*Aim of the task*: The entries need to be copied exactly.
--- Begin Material for this task ---
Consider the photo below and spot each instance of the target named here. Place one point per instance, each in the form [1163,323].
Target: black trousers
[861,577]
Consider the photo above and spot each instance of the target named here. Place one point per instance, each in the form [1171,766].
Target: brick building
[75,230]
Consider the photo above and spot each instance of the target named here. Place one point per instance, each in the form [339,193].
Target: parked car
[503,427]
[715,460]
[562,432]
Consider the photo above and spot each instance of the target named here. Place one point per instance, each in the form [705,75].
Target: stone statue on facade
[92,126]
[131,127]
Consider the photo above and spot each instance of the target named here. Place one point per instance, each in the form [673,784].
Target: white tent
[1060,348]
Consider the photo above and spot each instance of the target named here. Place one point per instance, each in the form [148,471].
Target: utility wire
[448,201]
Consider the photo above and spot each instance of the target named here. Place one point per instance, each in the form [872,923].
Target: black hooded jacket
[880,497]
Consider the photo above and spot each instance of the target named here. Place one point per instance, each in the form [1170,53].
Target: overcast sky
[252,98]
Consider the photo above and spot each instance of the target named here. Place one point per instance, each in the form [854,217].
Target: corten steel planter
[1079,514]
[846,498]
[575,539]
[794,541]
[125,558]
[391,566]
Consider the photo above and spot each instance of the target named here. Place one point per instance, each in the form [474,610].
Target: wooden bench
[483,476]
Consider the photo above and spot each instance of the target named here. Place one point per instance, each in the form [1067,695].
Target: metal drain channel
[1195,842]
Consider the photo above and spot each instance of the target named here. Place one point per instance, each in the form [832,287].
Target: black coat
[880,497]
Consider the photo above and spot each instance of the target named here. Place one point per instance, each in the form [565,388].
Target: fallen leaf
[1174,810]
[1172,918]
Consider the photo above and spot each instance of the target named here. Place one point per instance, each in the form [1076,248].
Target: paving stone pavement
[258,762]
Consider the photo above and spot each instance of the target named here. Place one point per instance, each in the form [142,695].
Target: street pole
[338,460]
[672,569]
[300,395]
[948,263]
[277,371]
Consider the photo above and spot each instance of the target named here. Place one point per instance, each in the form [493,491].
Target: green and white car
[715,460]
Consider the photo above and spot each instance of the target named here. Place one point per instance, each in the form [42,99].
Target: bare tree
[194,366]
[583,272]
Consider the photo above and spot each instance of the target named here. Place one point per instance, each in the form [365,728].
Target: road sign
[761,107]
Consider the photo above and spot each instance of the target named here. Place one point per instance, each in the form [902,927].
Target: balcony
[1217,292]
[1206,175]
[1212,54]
--- End Material for this task ---
*Completed exercise*:
Consider the photo below and spot each instance of the target named here. Place one point per instance, each in the form [1163,323].
Target: black trousers
[861,577]
Consider the photo above and spot each instance of the target named here. Place one point per instance, each in the form [1171,766].
Target: brick building
[75,230]
Consider the photo above and spot each instance of the target named here. Place one point per instance, each in the form [339,193].
Target: parked car
[503,427]
[715,460]
[562,432]
Consider the photo above and spot each instance of the target named here. Place one point per instance, each in the form [705,75].
Target: stone statue on facade
[92,126]
[131,127]
Consider the photo above and spot each instance of the target named here. Place one point per instance, each in the form [673,784].
Target: white tent
[1060,348]
Consider the photo above and spot each instance of the target named here. Place one point per instance, each in the form [148,471].
Target: utility wire
[448,201]
Consider the photo above and spot each instance of the target named here. Place one point per instance, each in the form [872,923].
Target: black hooded jacket
[880,497]
Consider the photo above and spot each instance of the target named here. Place one point per instance, each in the form [1170,53].
Target: overcast sky
[252,98]
Consider the photo above and spot each instance of the target named here. Place one point per instance, each in the form [854,217].
Target: corten steel planter
[1079,514]
[846,498]
[575,539]
[794,541]
[125,558]
[391,566]
Consider the photo above and spot each instance of the target named here. Place one point per instance, each in the form [474,610].
Target: wooden bench
[483,476]
Consider the photo above and spot each instance of the target named here. Place one point per instance, each in the form [1067,695].
Target: metal drain channel
[1195,842]
Consider the photo above and spot each instance of the target named here. Place one point per instance, each in the form [832,287].
Target: black coat
[880,497]
Consider the photo above and spot each instance of the target named here. Place one point per instance, each in the form [565,388].
Target: fallen leaf
[1174,810]
[1172,918]
Consider the photo above and spot each instance of the target named here. Place one point per instance, each in the form [1076,248].
Target: paving stone pavement
[258,762]
Consider the photo above and spot each instance of the target named here. Place one point per instance, each in the form [142,695].
Target: street pole
[338,460]
[672,569]
[300,395]
[948,263]
[277,371]
Consider the photo above and spot each instance of the target named here. Place one point per instance, each in the form [493,491].
Target: green and white car
[715,460]
Consider the photo above and spot each instance of the target named here. Place one point per instance, each in the form [42,99].
Target: bare tree
[194,366]
[583,272]
Consider the photo above and spot each instance of the target named here. Place one point per instance, each in the form [365,728].
Target: road sign
[761,107]
Consider the photo above and spot each instance of the target named here. Place one point per instance, each in the form [902,927].
Target: balcony
[1217,292]
[1206,175]
[1212,54]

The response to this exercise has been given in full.